OBJECTIVE: Rewrite the lines below with every "pictured above" swapped for "in the picture", keeping everything else the same. Omit the pictures from your answer.

Collection entries:
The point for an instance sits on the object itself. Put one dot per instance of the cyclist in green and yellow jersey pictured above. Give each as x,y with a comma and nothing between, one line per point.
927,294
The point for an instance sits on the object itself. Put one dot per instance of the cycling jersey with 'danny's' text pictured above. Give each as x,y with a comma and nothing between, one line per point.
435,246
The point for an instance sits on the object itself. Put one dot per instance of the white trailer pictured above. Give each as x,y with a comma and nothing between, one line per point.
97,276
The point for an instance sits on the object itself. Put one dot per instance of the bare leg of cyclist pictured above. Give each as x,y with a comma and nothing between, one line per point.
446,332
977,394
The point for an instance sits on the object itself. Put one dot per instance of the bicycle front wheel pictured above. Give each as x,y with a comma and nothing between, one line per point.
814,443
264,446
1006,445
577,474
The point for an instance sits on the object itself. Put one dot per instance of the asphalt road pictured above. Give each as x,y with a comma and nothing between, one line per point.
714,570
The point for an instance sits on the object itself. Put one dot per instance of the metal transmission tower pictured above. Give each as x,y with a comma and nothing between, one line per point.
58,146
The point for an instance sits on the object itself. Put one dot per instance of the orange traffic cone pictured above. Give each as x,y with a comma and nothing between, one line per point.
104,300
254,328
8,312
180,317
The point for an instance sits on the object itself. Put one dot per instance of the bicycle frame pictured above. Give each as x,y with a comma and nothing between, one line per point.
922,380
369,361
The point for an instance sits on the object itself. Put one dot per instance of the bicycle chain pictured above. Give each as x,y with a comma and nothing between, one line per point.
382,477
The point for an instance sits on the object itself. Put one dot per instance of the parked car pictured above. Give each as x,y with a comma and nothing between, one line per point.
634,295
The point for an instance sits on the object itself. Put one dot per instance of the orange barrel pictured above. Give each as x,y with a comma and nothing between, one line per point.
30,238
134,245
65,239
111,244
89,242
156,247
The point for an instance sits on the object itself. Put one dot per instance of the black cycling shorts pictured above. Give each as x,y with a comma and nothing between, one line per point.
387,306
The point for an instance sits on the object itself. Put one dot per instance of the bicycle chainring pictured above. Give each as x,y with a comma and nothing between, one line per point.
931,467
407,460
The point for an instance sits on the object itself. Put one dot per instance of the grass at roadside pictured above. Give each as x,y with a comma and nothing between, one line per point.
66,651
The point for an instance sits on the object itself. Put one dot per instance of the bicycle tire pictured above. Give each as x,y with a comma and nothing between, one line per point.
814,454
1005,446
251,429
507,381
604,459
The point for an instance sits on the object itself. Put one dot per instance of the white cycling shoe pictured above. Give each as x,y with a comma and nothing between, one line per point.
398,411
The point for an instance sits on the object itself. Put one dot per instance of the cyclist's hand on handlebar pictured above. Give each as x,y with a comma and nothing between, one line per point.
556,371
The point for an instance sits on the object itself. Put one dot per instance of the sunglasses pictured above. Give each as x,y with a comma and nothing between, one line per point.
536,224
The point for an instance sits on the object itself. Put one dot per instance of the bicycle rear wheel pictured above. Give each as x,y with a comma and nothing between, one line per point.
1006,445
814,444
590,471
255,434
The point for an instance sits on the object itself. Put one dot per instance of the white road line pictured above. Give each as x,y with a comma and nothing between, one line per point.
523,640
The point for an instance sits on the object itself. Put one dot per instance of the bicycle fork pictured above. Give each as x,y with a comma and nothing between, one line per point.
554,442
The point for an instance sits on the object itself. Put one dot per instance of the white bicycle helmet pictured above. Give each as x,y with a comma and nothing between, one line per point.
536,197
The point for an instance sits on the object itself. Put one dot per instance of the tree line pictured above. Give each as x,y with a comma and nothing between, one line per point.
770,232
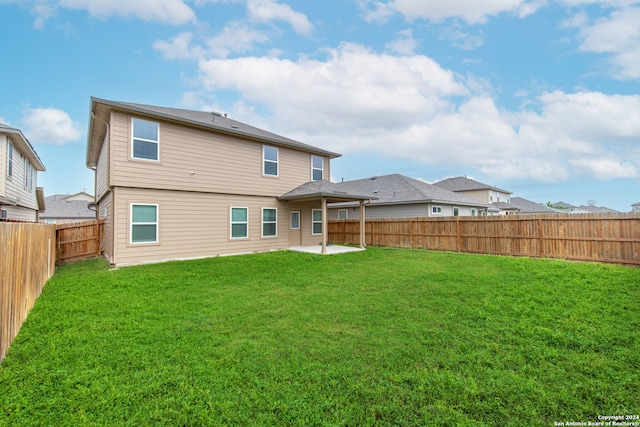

EXERCISE ANSWER:
The point for an instance sits on the object itself. Put one dot per instance of the cyclist in green and yellow jersey in the picture. Give each as x,y with a comma and nothing between, one line per point.
927,294
The point for an instance sits on the object itself. Put one dot per instance of the cycling jersey with 'danny's' text in the picture. Give each as x,y with a comma and nothing between, one line per point.
435,246
The point for an instance sits on the object itself. Put one dot per instance of the white trailer in the picture. Give each as x,y with a comma and nothing between, one line per point.
97,276
The point for an instance sits on the object itself. Put one dot per instance of the bare leg of cyclist in the picture. Give each as x,y with a comma and nothing between, one line per point.
446,332
977,394
The point for an instance sits on the object itself. Put one dot per instance of the bicycle front wheel in the picture. Give each as x,y with a comma and nothing between, one line per point.
814,443
264,446
1006,445
577,474
The point for an instance sits on the object itself. Put one dot per instance of the asphalt road in the picture. Give each as x,y with a comma and nothing between, one line per point.
714,570
The point for an instance sits on the object itself. Put one dot per instance of the metal transmission tower in the picture. Give each as x,y with a comma and nothing between, one line per point.
58,146
The point for an instance sits on the object itself. Put one dot per instance of the orange traffic cone in the picture. Give each as x,y with a comma and nothing between, one line per point.
104,300
254,328
8,312
180,317
The point for an instance sits on the object itself. Put one dot per instance of the bicycle frame in the picture. Give each as x,y with a comma and nothing between, one line per point.
922,380
369,361
The point for an instance sits on the object itself. Put one dot per instance of the bicycle chain in the picture. Give each as x,y with a comma and nothing between, one line per point.
382,477
The point for an instance sits on the object itself. Put one dot per instance of the parked car in the picture. Give each as x,y with a comma and nothing between, one line per point.
634,295
The point for an instance sits on the object itself. Put one dot per instance of the orange barrel in the picture. Give each as x,y with a comma and nothing between, one line per point.
30,238
134,245
65,239
111,244
89,242
156,247
The point for an instance sits on the object itself. Put one dot per instance of the black cycling shorts in the picture. Give each as x,y with a comma and nothing between, one line per point.
387,306
The point for an instance sits on the object itself. Put one dot per instance of the bicycle chainring in the picture. Give each as x,y with a comma and nothing between, one line per point.
931,467
407,460
The point for an instance sits on the object itself. Put one dot per instance of the grass at roadside in the picture. Give each as x,y with a comma and nothing between, one line per point.
66,651
The point for an instance sits on the object itself. Put one dot per instance of the bicycle tire in the picture. Give each as x,y with a comma and nothing between, one line per point.
814,454
1005,446
251,429
507,381
604,459
The point for an instance sits on the object itself. Put one dot per instance of the white cycling shoe in the picture. Give each as x,y with a comma and nothing between, one line per point.
398,411
The point for an instance sits on the object itself. Put one dot per instance of the cyclist's hand on handlebar in the picture. Give each as x,y with a comma and nothing between, one line per point.
556,371
The point for an instance sits on the object itself. Put one dot per instance of the sunglasses in the picture. Give each as x,y with a comma and nothing between, one line per point.
536,224
The point for an instance sits on the object itself. Put one dot per instance of the bicycle rear wheel in the picture. Give each as x,y with a comma and nothing between, one line per point.
1006,445
814,444
590,471
255,434
The point for an instance sits on the object itself. Put one dot per instance of the white road line in the picture. Give each as x,y with a comma and nothing between, one line per point.
523,640
The point for an instance sits on the object itself. Put one dot per instance of the bicycle fork in the picture. Give each as x,y with a comma and nothing between, one line per point.
554,442
The point for an instance sits on the object itself. Put one dot per instance of the white bicycle helmet in the picture. Give each as x,y with a comma and nothing between, one line per point.
536,197
The point for an instance sits on the object itself. Put one dot per instance of the tree line in the picture. Give each as x,y with a comma and nothing between, one line per point.
770,232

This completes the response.